INPUT DATA:
◆ ◆ ◆
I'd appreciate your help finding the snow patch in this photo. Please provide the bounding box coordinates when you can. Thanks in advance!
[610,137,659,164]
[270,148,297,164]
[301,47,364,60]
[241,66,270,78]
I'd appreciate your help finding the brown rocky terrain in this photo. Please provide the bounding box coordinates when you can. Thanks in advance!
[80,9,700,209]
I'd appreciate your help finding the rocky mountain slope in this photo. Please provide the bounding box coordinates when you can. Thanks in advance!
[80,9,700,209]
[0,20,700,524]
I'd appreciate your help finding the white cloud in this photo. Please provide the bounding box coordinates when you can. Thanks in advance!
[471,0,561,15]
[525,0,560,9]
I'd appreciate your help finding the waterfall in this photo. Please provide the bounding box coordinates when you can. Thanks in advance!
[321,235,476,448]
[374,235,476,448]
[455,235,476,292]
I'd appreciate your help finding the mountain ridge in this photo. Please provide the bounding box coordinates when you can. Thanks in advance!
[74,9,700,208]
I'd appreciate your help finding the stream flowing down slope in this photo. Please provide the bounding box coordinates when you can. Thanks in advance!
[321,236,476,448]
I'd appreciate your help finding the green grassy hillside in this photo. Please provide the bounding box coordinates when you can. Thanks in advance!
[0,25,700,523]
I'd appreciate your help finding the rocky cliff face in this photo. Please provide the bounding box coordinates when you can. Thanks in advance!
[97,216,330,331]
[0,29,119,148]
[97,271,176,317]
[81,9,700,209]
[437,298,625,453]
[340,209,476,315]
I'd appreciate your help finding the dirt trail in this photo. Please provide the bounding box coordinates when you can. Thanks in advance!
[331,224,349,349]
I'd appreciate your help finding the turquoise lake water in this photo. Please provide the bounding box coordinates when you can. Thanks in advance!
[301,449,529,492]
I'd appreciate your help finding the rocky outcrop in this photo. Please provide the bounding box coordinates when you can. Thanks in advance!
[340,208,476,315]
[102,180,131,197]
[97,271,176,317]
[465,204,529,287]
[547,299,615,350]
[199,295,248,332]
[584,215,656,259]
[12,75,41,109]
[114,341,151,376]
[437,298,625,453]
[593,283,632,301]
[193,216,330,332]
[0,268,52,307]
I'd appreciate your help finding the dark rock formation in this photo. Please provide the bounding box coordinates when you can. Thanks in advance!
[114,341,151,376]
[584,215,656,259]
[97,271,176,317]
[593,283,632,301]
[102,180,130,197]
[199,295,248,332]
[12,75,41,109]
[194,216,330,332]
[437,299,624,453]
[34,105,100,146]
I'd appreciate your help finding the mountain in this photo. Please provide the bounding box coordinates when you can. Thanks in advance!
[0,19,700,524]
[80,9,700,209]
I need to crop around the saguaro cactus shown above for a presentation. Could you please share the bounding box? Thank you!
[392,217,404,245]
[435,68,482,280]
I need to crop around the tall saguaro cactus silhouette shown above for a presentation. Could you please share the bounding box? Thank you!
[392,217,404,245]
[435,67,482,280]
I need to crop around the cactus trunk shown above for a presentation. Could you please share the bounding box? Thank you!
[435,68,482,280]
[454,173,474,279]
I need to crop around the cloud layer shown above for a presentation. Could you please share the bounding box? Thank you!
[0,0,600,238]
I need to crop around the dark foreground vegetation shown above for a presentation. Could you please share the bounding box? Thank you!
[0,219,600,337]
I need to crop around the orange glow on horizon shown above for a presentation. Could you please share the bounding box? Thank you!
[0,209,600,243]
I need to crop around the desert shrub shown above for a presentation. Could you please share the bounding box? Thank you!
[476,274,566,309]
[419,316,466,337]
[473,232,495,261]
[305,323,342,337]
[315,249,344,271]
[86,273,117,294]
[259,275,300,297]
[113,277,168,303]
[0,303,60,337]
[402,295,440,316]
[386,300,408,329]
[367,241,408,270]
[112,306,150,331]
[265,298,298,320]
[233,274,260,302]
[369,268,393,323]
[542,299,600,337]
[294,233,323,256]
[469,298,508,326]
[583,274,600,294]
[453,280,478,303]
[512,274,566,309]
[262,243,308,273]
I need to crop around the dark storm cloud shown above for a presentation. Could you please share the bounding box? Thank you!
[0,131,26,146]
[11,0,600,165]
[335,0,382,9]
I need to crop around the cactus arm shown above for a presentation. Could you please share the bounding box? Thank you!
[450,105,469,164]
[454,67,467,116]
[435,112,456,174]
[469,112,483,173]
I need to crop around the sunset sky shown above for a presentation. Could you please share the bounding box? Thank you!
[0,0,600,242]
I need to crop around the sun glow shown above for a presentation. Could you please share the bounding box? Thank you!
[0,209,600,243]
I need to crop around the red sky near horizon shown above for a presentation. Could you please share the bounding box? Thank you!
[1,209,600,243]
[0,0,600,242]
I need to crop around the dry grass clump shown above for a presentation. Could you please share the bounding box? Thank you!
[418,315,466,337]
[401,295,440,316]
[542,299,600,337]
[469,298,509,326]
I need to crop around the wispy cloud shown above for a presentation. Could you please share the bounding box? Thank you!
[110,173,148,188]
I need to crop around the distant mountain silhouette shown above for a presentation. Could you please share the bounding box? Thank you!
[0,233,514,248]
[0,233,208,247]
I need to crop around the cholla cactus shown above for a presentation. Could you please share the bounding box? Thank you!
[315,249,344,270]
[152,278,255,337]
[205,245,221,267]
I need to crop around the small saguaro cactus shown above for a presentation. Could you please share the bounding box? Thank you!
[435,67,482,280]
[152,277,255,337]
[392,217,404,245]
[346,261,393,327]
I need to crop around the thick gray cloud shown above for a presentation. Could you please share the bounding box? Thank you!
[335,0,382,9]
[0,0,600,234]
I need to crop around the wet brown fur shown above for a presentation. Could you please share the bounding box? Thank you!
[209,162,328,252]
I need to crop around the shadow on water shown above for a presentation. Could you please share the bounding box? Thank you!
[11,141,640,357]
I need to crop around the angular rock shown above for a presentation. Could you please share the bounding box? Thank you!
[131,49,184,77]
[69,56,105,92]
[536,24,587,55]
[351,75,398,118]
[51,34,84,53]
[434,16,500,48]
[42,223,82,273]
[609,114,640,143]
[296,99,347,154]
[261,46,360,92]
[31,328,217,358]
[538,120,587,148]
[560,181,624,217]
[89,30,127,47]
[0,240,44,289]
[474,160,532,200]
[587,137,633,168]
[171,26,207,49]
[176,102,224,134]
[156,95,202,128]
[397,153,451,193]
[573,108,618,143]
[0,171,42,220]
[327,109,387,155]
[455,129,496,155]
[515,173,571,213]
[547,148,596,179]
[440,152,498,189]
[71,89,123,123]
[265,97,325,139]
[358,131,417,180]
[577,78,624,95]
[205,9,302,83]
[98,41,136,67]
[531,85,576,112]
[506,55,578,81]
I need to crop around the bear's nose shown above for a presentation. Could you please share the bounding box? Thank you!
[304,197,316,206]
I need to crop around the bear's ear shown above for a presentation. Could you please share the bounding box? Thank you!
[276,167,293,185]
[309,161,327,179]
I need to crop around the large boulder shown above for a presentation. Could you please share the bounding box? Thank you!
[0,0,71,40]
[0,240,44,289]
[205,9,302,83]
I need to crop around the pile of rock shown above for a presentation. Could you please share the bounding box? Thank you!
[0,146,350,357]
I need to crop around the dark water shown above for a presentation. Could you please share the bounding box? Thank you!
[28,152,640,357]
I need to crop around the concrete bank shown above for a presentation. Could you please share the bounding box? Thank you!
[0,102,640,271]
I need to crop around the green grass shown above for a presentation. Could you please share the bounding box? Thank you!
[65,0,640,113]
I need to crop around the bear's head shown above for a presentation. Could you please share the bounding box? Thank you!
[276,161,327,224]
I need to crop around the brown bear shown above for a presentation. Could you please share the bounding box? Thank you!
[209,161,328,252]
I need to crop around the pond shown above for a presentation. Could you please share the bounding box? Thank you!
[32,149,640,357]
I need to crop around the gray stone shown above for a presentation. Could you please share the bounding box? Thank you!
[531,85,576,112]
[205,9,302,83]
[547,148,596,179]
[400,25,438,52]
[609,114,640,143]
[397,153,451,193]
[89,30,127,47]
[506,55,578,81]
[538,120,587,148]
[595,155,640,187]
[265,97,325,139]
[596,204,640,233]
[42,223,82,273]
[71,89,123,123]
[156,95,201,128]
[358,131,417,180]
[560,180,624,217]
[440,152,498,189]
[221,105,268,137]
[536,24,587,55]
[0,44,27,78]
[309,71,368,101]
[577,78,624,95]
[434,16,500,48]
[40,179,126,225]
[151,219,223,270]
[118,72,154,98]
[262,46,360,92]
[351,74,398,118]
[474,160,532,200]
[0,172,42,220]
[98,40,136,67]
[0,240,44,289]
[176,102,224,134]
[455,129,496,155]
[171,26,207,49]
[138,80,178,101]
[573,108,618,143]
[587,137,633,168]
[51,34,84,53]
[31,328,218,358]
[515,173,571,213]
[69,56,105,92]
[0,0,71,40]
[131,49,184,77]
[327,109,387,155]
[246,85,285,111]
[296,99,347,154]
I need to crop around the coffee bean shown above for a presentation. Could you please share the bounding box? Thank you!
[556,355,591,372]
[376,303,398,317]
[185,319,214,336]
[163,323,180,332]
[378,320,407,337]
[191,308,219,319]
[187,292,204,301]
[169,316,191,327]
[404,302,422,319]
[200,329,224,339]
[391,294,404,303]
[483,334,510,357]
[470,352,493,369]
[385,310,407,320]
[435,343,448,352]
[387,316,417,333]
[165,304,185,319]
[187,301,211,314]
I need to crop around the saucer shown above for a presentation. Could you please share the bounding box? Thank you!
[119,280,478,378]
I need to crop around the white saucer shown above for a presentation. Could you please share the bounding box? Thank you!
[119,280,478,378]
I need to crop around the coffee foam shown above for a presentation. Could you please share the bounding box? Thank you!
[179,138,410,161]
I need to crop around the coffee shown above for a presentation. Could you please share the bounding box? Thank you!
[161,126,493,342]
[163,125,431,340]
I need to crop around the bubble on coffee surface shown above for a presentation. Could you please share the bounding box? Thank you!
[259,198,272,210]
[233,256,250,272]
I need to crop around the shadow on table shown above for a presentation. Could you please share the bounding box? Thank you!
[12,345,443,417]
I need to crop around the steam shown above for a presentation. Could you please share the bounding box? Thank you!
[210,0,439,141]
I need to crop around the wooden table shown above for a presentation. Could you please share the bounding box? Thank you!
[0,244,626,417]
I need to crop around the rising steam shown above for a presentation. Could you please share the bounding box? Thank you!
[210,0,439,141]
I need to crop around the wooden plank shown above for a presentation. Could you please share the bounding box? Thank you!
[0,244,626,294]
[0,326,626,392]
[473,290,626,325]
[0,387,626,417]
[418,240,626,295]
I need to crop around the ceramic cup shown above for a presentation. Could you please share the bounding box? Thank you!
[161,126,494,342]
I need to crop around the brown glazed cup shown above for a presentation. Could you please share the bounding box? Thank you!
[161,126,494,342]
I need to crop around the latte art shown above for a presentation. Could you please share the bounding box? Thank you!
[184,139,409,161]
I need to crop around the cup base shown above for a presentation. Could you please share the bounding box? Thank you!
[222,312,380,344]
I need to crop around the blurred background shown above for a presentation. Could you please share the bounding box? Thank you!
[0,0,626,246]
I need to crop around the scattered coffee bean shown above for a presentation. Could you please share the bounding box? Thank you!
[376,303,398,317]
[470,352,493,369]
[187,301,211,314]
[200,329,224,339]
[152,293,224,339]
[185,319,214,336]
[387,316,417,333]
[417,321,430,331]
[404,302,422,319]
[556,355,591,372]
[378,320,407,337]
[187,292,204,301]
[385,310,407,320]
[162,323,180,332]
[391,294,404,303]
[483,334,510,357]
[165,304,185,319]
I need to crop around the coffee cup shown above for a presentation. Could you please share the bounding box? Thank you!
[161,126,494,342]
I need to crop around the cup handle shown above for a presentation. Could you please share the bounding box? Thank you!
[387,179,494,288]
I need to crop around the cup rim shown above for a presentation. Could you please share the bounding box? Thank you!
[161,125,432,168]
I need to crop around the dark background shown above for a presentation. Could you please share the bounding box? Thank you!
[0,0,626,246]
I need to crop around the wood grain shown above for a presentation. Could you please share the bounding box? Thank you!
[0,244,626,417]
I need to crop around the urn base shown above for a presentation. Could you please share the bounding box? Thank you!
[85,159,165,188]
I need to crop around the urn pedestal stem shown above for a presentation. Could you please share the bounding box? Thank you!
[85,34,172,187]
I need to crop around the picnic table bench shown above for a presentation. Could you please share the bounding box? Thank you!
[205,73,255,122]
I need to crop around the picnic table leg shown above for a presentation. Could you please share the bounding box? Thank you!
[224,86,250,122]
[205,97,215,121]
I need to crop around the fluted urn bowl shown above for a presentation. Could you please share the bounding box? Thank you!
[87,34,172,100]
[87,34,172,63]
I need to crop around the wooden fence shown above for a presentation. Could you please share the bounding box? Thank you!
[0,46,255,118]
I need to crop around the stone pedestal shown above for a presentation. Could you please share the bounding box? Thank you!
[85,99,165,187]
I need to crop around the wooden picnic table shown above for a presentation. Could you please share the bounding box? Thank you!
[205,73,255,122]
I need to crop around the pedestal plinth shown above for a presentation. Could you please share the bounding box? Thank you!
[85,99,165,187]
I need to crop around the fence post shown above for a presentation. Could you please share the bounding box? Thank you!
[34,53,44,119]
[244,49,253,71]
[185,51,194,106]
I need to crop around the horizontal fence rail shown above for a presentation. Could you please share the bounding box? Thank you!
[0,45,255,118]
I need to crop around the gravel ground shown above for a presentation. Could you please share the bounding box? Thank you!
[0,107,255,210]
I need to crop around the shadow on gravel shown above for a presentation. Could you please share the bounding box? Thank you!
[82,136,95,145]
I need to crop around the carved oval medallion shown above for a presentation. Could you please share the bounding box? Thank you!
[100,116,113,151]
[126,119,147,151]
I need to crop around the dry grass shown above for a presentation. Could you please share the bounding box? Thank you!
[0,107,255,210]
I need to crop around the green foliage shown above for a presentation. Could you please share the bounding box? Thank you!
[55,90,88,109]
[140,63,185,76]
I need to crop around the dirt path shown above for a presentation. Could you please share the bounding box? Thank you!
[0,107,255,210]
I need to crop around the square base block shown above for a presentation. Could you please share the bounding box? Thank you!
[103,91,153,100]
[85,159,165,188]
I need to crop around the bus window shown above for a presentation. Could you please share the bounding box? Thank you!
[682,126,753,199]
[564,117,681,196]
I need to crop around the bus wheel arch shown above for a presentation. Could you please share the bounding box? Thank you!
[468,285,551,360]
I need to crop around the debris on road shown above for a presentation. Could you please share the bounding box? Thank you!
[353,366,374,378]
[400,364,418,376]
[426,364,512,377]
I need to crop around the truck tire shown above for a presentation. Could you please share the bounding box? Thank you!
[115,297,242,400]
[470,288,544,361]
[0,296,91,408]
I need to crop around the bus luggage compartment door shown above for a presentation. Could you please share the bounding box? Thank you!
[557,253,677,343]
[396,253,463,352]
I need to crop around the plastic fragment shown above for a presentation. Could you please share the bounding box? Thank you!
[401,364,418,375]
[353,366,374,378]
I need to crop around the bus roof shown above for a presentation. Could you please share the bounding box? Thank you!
◆ ◆ ◆
TASK STATEMENT: Convert the lines from the line with "I'd appreciate your help finding the rocky outcrop" up to and including the line with "[0,268,52,307]" into a two-column CSV with the header text,answer. Write one row per item, with its wording under text and its coordinates under answer, each in a single quoted field with line breaks replaced by spaces.

RESPONSE TO THE EXERCISE:
text,answer
"I'd appreciate your help finding the rocky outcrop in this photo. Please provide the bounding box coordinates when you can. Thanks in advance!","[340,208,476,315] [102,180,131,197] [97,271,176,317] [465,204,529,287] [547,299,615,350] [199,295,248,332] [584,215,656,259] [12,75,41,109] [114,341,151,376] [437,298,625,453] [593,283,632,301] [193,216,330,332] [0,268,52,307]"